Until the last line is reached, keep transcribing the material exactly.

_ _ _ _ _ _ _

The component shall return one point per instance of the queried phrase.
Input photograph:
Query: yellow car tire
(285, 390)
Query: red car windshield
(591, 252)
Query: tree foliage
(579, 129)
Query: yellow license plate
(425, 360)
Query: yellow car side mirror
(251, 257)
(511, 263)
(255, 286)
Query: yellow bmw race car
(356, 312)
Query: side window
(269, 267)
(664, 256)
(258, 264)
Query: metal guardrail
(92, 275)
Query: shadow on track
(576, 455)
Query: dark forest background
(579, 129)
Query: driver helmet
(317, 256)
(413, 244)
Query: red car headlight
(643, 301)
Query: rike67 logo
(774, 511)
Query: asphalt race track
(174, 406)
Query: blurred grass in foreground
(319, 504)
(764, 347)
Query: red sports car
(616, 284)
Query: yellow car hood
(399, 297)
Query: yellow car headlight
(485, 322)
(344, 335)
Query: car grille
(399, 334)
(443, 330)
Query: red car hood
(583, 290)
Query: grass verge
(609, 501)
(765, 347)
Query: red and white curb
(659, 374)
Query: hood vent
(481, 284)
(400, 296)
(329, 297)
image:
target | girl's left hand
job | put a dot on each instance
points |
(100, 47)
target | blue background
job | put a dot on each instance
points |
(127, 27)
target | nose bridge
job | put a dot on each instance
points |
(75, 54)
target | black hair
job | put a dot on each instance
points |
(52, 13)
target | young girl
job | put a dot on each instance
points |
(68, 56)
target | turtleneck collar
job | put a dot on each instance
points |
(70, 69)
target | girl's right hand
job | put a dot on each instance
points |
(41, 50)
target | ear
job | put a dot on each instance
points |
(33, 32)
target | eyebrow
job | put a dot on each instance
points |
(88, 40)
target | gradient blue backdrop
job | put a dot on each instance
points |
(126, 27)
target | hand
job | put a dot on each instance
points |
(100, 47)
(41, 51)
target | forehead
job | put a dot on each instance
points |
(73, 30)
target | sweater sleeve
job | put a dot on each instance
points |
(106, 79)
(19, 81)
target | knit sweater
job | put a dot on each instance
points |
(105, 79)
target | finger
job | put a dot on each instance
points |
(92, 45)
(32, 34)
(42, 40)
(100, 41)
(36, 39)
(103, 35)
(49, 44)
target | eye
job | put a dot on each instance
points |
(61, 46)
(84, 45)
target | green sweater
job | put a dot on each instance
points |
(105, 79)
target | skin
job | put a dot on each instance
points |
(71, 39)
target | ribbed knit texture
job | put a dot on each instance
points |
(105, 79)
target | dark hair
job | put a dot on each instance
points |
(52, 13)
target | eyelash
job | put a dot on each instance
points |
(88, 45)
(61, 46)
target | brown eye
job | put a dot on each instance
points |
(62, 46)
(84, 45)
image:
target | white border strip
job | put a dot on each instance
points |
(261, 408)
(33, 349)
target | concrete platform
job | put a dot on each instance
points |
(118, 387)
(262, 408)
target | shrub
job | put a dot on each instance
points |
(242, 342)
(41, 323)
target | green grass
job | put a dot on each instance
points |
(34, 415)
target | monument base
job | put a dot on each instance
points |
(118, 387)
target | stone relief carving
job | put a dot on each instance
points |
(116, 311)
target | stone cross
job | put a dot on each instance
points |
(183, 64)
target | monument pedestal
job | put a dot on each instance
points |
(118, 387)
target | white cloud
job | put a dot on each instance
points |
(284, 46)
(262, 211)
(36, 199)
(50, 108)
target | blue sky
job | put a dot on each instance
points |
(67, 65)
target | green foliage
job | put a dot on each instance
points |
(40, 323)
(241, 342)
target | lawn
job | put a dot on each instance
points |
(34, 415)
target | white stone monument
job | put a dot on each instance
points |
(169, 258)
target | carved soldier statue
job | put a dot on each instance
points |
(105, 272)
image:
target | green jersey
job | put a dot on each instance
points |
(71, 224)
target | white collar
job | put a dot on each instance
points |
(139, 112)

_ _ _ _ _ _ _

▸ RESULT
The component shall return one point per instance of the queried phrase.
Input photograph:
Query: yellow car tire
(285, 390)
Query: red car windshield
(591, 252)
Query: tree foliage
(579, 129)
Query: yellow license plate
(425, 360)
Query: yellow car side mirror
(251, 257)
(511, 263)
(255, 286)
Query: yellow bmw race car
(356, 312)
Query: side window
(269, 267)
(664, 256)
(258, 264)
Query: metal guardrail
(92, 275)
Query: shadow on track
(576, 455)
Query: dark forest background
(579, 129)
Query: driver helmet
(317, 256)
(413, 244)
Query: red car headlight
(643, 301)
Query: rike67 logo
(774, 511)
Query: asphalt race track
(174, 406)
Query: blurred grass in foreground
(319, 504)
(764, 347)
Query: red sports car
(616, 284)
Query: yellow car hood
(399, 297)
Query: yellow car headlight
(485, 322)
(344, 335)
Query: car grille
(399, 334)
(443, 330)
Query: red car hood
(583, 290)
Query: grass verge
(609, 501)
(765, 347)
Query: red and white curb
(659, 374)
Query: hood vent
(481, 284)
(400, 296)
(329, 297)
image:
target | girl's left hand
job | put a dot on each instance
points |
(100, 47)
target | blue background
job | put a dot on each instance
points |
(127, 27)
target | nose bridge
job | put a dot on each instance
points |
(75, 54)
target | black hair
job | put a dot on each instance
points |
(52, 13)
target | young girl
job | put a dot on each instance
points |
(68, 56)
target | turtleneck collar
job | put a dot on each instance
points |
(70, 69)
target | girl's right hand
job | put a dot on each instance
points |
(41, 50)
target | ear
job | put a dot on each instance
points |
(33, 32)
target | eyebrow
job | put a dot on each instance
points |
(88, 40)
target | gradient blue backdrop
job | put a dot on each instance
points |
(126, 27)
target | hand
job | put a dot on each instance
points |
(100, 47)
(41, 51)
target | forehead
job | put a dot on each instance
points |
(73, 30)
target | sweater sleeve
job | put a dot on each instance
points |
(106, 79)
(19, 81)
target | knit sweater
job | put a dot on each instance
points |
(105, 79)
target | finger
job | put a dot on each instance
points |
(92, 45)
(32, 34)
(42, 40)
(100, 41)
(36, 39)
(103, 35)
(49, 44)
target | eye
job | put a dot on each instance
points |
(61, 46)
(84, 45)
target | green sweater
job | put a dot on each instance
points |
(105, 79)
target | skin
job | put a dot on each instance
points |
(71, 39)
target | ribbed knit texture
job | put a dot on each instance
points |
(105, 79)
target | dark hair
job | put a dot on each instance
points |
(52, 13)
target | eyelash
job | put a dot on each instance
points |
(88, 45)
(61, 46)
target | brown eye
job | put a dot on each instance
points |
(62, 46)
(84, 45)
image:
target | white border strip
job | put a dot on each instance
points |
(261, 408)
(33, 349)
target | concrete platform
job | put a dot on each instance
points |
(118, 387)
(262, 408)
target | shrub
job | put a dot on each instance
points |
(242, 342)
(41, 323)
target | green grass
job | put a dot on each instance
points |
(34, 415)
target | monument base
job | put a dot on each instance
points |
(118, 387)
target | stone relief carving
job | put a dot on each instance
points |
(116, 311)
target | stone cross
job | put a dot on each instance
points |
(183, 64)
target | monument pedestal
job | put a dot on each instance
points |
(118, 387)
target | white cloud
job | put a dot on each instance
points |
(284, 46)
(262, 211)
(36, 199)
(50, 108)
target | blue sky
job | put a dot on each instance
points |
(67, 65)
target | green foliage
job | put a dot on each instance
points |
(40, 323)
(241, 342)
target | lawn
job | put a dot on each instance
points |
(34, 415)
target | white stone monument
job | put a dot on each instance
points |
(169, 258)
target | carved soldier statue
job | put a dot on each instance
points |
(105, 272)
image:
target | green jersey
job | put a dot on each instance
points |
(71, 224)
target | white collar
job | put a dot on each instance
points |
(139, 112)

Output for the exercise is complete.